* [Set tasks]
1. How would you put this sentence from the interview about Mississippi's campaign to end child homelessness into Spanish: "We are working to increase public awareness of the impact of homelessness on children and families."
2. Could you carry on the interview about Mississippi's campaign to end child homelessness from the point where it stops?

* [Page extract]
•••••

Ending child homelessness in America is an achievable yet challenging goal. In 2009, The National Center on Family Homelessness launched the Campaign to End Child Homelessness to raise awareness about the 1.5 million children in the U.S. who experience homelessness each year. According to America’s Youngest Outcasts, Mississippi ranked 41 out of 50 states for child homelessness, with more than 11,000 children experiencing homelessness each year. Tuwanna Williams, Mississippi State Coordinator, shares her insights from leading the state’s Campaign to End Child Homelessness.

Q: What are the goals of the Mississippi Campaign to End Child Homelessness?

The goals of the Mississippi Campaign are aligned with those of the national Campaign to End Child Homelessness. We work to prevent more than 11,000 children in Mississippi from experiencing homelessness each year. We are working to increase public awareness of the impact of homelessness on children and families. We are also improving programs and services to effectively meet the unique needs of children and families in Mississippi.

Q: Can you describe the major accomplishments of the Mississippi Campaign to End Child Homelessness?

•••••

* [Data]
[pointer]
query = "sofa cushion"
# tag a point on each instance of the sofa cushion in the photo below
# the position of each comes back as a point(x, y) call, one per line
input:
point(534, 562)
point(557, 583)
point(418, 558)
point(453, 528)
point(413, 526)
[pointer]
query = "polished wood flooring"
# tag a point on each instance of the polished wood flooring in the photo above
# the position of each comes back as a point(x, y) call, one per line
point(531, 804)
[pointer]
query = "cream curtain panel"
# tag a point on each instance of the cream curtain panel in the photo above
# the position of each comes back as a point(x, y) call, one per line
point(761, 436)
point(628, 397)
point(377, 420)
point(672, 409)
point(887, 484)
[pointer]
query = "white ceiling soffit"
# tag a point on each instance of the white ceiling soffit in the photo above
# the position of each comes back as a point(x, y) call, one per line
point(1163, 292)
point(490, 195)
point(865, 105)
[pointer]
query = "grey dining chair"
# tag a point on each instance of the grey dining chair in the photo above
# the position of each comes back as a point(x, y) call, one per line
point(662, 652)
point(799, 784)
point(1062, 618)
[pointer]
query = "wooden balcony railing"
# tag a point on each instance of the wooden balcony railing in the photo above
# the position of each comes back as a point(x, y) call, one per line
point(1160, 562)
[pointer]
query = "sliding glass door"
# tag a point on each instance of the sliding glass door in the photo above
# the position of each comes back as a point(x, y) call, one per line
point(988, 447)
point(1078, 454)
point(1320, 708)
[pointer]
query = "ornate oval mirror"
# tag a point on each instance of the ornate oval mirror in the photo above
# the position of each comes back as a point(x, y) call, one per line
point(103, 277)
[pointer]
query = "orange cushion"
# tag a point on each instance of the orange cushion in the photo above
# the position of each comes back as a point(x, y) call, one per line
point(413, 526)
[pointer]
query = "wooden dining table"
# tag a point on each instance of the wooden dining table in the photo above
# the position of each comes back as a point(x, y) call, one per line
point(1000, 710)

•••••

* [Responses to the exercise]
1. Estamos trabajando para aumentar la conciencia pública sobre el impacto de la falta de vivienda en los niños y las familias.

2.
Since joining the Mississippi Campaign in March 2010, I’ve learned a lot about the challenges and solutions for families experiencing homelessness in Mississippi. We recently conducted a listening tour of five cities in different regions of the state. We met community leaders who work with families experiencing homelessness on a day-to-day basis. They gave us in-depth knowledge and insights about the experience of family homelessness in Mississippi. I’ve also spoken with parents experiencing homelessness in communities throughout the state to get their ideas about the Campaign based on their experiences.

Q: What have you learned from meeting with parents who are experiencing homelessness?

Talking with parents experiencing homelessness has been eye opening. Homeless children experience high rates of trauma. Many families are also survivors of domestic violence, and must cope without a safe home or reliable transportation to get to work and school. They live with great stress and have little to fall back on. Many parents pointed to gaps in government support and childcare.

Q: Who are you working with in Mississippi to end child and family homelessness?

We formed a task force and an advisory board to advise and help implement the work of this important Campaign. We are also partnering with organizations that share our goal of ending child homelessness. As a result, our team includes shelter staff, social service providers, school districts, state government agencies, elected officials, and the religious community. We need everyone in the state to get involved to end child homelessness in Mississippi.

Q: What have you learned from talking to service providers who work with families experiencing homelessness?

I learned that many factors cause homelessness. These might include a lack of employment and educational opportunities for parents; the high cost of housing, food, health insurance, daycare, transportation, and other day-to-day necessities; and a lack of knowledge about available services. These compounding factors have resulted in more than 11,000 Mississippi children experiencing homelessness each year.

Q: What are the future plans for the Mississippi Campaign to End Child Homelessness?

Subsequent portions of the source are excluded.